* _Assignment_
The full set of lines below has to be duplicated exactly, with no picture kept.

* _Records supplied_
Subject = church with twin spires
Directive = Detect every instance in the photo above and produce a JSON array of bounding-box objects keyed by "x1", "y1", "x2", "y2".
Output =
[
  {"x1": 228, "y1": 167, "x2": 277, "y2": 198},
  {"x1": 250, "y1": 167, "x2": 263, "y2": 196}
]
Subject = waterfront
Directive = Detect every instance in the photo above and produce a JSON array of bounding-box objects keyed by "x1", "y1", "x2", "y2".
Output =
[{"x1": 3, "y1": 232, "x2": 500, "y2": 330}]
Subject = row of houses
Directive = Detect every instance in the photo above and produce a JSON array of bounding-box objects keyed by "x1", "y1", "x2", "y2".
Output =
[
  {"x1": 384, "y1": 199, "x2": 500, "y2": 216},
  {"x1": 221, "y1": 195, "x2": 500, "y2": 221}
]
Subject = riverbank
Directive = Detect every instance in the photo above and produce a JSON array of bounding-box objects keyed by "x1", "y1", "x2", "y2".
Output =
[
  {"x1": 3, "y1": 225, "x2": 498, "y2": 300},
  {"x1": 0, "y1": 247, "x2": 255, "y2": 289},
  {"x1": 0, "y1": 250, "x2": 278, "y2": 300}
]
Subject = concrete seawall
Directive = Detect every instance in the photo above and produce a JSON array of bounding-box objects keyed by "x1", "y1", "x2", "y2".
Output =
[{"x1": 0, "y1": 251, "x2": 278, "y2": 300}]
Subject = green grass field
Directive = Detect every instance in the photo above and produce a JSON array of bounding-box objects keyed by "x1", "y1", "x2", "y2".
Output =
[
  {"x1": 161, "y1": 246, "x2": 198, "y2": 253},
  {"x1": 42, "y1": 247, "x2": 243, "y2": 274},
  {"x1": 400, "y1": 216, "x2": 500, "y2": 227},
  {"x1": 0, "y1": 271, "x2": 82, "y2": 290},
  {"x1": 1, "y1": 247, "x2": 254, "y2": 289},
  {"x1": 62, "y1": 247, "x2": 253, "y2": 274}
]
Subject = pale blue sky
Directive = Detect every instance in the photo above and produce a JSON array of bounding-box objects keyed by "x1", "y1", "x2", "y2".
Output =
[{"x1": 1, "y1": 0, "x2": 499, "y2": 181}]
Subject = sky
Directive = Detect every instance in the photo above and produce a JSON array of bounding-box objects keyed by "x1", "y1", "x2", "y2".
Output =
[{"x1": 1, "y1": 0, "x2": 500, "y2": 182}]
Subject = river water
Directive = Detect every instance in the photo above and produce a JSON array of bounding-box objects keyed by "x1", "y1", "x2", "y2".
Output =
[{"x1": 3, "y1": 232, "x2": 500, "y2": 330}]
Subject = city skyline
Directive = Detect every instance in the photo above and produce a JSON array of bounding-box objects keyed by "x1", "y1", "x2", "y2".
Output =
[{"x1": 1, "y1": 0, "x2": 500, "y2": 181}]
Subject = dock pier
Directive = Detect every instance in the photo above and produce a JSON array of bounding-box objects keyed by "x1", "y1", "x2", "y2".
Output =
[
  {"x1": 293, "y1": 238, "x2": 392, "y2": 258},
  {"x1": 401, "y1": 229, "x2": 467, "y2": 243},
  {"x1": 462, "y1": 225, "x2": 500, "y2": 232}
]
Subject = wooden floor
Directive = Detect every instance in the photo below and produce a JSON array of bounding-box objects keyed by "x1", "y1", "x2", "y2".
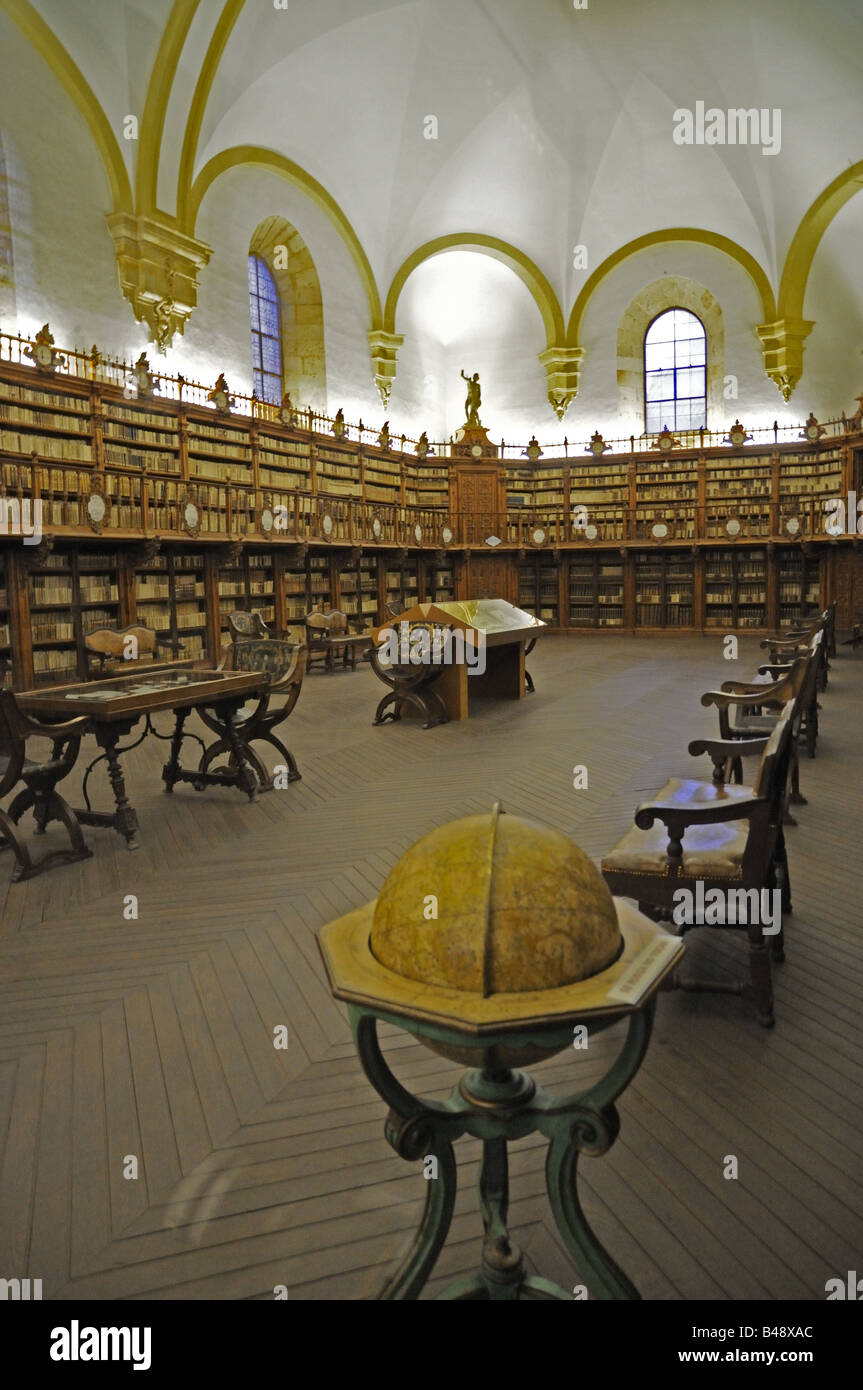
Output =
[{"x1": 0, "y1": 635, "x2": 861, "y2": 1301}]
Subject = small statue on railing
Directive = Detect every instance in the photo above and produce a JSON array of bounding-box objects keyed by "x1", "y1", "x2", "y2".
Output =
[
  {"x1": 332, "y1": 407, "x2": 346, "y2": 439},
  {"x1": 132, "y1": 352, "x2": 156, "y2": 397},
  {"x1": 377, "y1": 420, "x2": 391, "y2": 451},
  {"x1": 416, "y1": 431, "x2": 433, "y2": 459},
  {"x1": 208, "y1": 373, "x2": 234, "y2": 414},
  {"x1": 280, "y1": 392, "x2": 298, "y2": 428},
  {"x1": 460, "y1": 369, "x2": 482, "y2": 426}
]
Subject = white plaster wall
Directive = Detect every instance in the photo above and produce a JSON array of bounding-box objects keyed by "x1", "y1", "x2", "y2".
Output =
[{"x1": 0, "y1": 15, "x2": 146, "y2": 358}]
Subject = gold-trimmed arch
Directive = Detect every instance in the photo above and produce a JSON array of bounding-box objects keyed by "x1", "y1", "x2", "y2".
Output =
[
  {"x1": 136, "y1": 0, "x2": 200, "y2": 216},
  {"x1": 567, "y1": 229, "x2": 776, "y2": 345},
  {"x1": 384, "y1": 234, "x2": 565, "y2": 347},
  {"x1": 0, "y1": 0, "x2": 132, "y2": 213},
  {"x1": 188, "y1": 145, "x2": 382, "y2": 326},
  {"x1": 778, "y1": 160, "x2": 863, "y2": 320},
  {"x1": 177, "y1": 0, "x2": 245, "y2": 229}
]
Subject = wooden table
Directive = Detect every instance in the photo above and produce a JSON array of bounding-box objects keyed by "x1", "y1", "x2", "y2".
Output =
[{"x1": 17, "y1": 664, "x2": 267, "y2": 850}]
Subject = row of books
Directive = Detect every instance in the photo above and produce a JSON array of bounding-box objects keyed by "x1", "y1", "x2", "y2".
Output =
[
  {"x1": 1, "y1": 384, "x2": 90, "y2": 412},
  {"x1": 0, "y1": 430, "x2": 92, "y2": 460},
  {"x1": 79, "y1": 581, "x2": 118, "y2": 602},
  {"x1": 0, "y1": 405, "x2": 91, "y2": 433}
]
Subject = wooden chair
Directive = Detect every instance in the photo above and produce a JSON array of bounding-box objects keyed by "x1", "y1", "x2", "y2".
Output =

* _Expected answer_
Subject = church with twin spires
Directive = Detect every instance in the photo above and produce a JSON array of bounding-box objects keyed by "x1", "y1", "x2", "y2".
Output =
[
  {"x1": 228, "y1": 167, "x2": 277, "y2": 198},
  {"x1": 250, "y1": 167, "x2": 263, "y2": 196}
]
Subject = waterfront
Directive = Detect every instance in the photo above and produce a JSON array of bounding-box objects keyed by "x1", "y1", "x2", "y2".
Output =
[{"x1": 3, "y1": 232, "x2": 500, "y2": 330}]
Subject = row of houses
Directive = Detect every instance in the photo above and produce a JSON array of bounding-box objects keyed by "x1", "y1", "x2", "y2".
Output =
[
  {"x1": 384, "y1": 199, "x2": 500, "y2": 216},
  {"x1": 221, "y1": 195, "x2": 500, "y2": 221}
]
Subject = riverbank
Directive = Detect every instance in the photo above and produce a JSON array of bounding-box objects keyed by "x1", "y1", "x2", "y2".
Output =
[
  {"x1": 3, "y1": 225, "x2": 498, "y2": 300},
  {"x1": 0, "y1": 247, "x2": 255, "y2": 289},
  {"x1": 0, "y1": 250, "x2": 278, "y2": 300}
]
Subject = concrete seawall
Directive = Detect every instance in the photo above and produce a JSON array of bounding-box objects keyed by "x1", "y1", "x2", "y2".
Output =
[{"x1": 0, "y1": 251, "x2": 278, "y2": 300}]
Subject = green grass field
Directive = Detect every instance in the photo above and produce a JSON array of bounding-box objects keyed by "x1", "y1", "x2", "y2".
Output =
[
  {"x1": 161, "y1": 246, "x2": 198, "y2": 253},
  {"x1": 42, "y1": 247, "x2": 243, "y2": 274},
  {"x1": 400, "y1": 216, "x2": 500, "y2": 227},
  {"x1": 0, "y1": 271, "x2": 82, "y2": 290},
  {"x1": 1, "y1": 247, "x2": 254, "y2": 289},
  {"x1": 62, "y1": 247, "x2": 253, "y2": 274}
]
Subject = pale blue sky
Directive = Detect every instance in the photo above and produce a JSON array of bounding-box objects keyed by "x1", "y1", "x2", "y2".
Output =
[{"x1": 1, "y1": 0, "x2": 499, "y2": 181}]
Subject = sky
Directive = Detect every instance in the photo above and produce a JSON array of bounding-box objects keyed by "x1", "y1", "x2", "y2".
Output =
[{"x1": 1, "y1": 0, "x2": 500, "y2": 182}]
Subject = river water
Directive = Detect every instance in the photo above and produce a JSON array of bounding-box objects keyed by "x1", "y1", "x2", "y2".
Output =
[{"x1": 3, "y1": 232, "x2": 500, "y2": 330}]
Subject = city skyline
Directive = Detect every instance in the photo above and produce a JSON array of bounding-box objects keyed by "x1", "y1", "x2", "y2".
Output =
[{"x1": 1, "y1": 0, "x2": 500, "y2": 181}]
Subject = dock pier
Directive = Detect every instance in the photo above and produce a JSON array of bounding-box objects keyed by "x1", "y1", "x2", "y2".
Output =
[
  {"x1": 293, "y1": 238, "x2": 392, "y2": 258},
  {"x1": 401, "y1": 229, "x2": 467, "y2": 243},
  {"x1": 462, "y1": 225, "x2": 500, "y2": 232}
]
Subject = wooden floor
Directive = Detect every instance in the photo below and produce a JSON array of bounding-box objects keyed by "x1", "y1", "x2", "y2".
Output =
[{"x1": 0, "y1": 635, "x2": 861, "y2": 1301}]
Subject = small statue on railing
Directive = Detect every instance in the photo above and produce a JSON array of bounding-box objects keyed by "x1", "y1", "x2", "y2".
Output =
[
  {"x1": 332, "y1": 407, "x2": 346, "y2": 439},
  {"x1": 132, "y1": 352, "x2": 156, "y2": 397},
  {"x1": 377, "y1": 420, "x2": 391, "y2": 451},
  {"x1": 416, "y1": 431, "x2": 433, "y2": 459},
  {"x1": 208, "y1": 373, "x2": 234, "y2": 414},
  {"x1": 280, "y1": 392, "x2": 298, "y2": 428},
  {"x1": 460, "y1": 369, "x2": 482, "y2": 426}
]
Subject = white plaster wall
Directive = Detect every instance in the photo above and produce a JSON array of bounding-box objects keyed by "x1", "y1", "x2", "y2".
Output =
[{"x1": 0, "y1": 15, "x2": 146, "y2": 358}]
Subject = gold-trimmed arch
Directive = Detect every instance in the photo above and produce a JSON array of bounding-box objects keyed by "x1", "y1", "x2", "y2".
Output =
[
  {"x1": 136, "y1": 0, "x2": 200, "y2": 216},
  {"x1": 567, "y1": 229, "x2": 776, "y2": 345},
  {"x1": 384, "y1": 234, "x2": 565, "y2": 347},
  {"x1": 0, "y1": 0, "x2": 132, "y2": 213},
  {"x1": 188, "y1": 145, "x2": 382, "y2": 326},
  {"x1": 778, "y1": 160, "x2": 863, "y2": 320},
  {"x1": 177, "y1": 0, "x2": 245, "y2": 229}
]
Subject = wooden table
Directive = Detect every instance in the photo above and produce a JSON array of bounding-box objects keyed by "x1", "y1", "x2", "y2".
Output =
[{"x1": 17, "y1": 664, "x2": 267, "y2": 850}]
Subject = row of books
Directive = Detect every instance in the photo above and produce a JSON array of bounding-box objects keyed by "x1", "y1", "x2", "y2".
Output =
[
  {"x1": 1, "y1": 384, "x2": 90, "y2": 412},
  {"x1": 0, "y1": 430, "x2": 92, "y2": 460},
  {"x1": 79, "y1": 581, "x2": 118, "y2": 602},
  {"x1": 0, "y1": 405, "x2": 91, "y2": 433}
]
Subject = wooden chair
Directive = Detect every instance in the photo above and produce a JSON array of bounding-box objects keyed by "x1", "y1", "x2", "y2".
Output =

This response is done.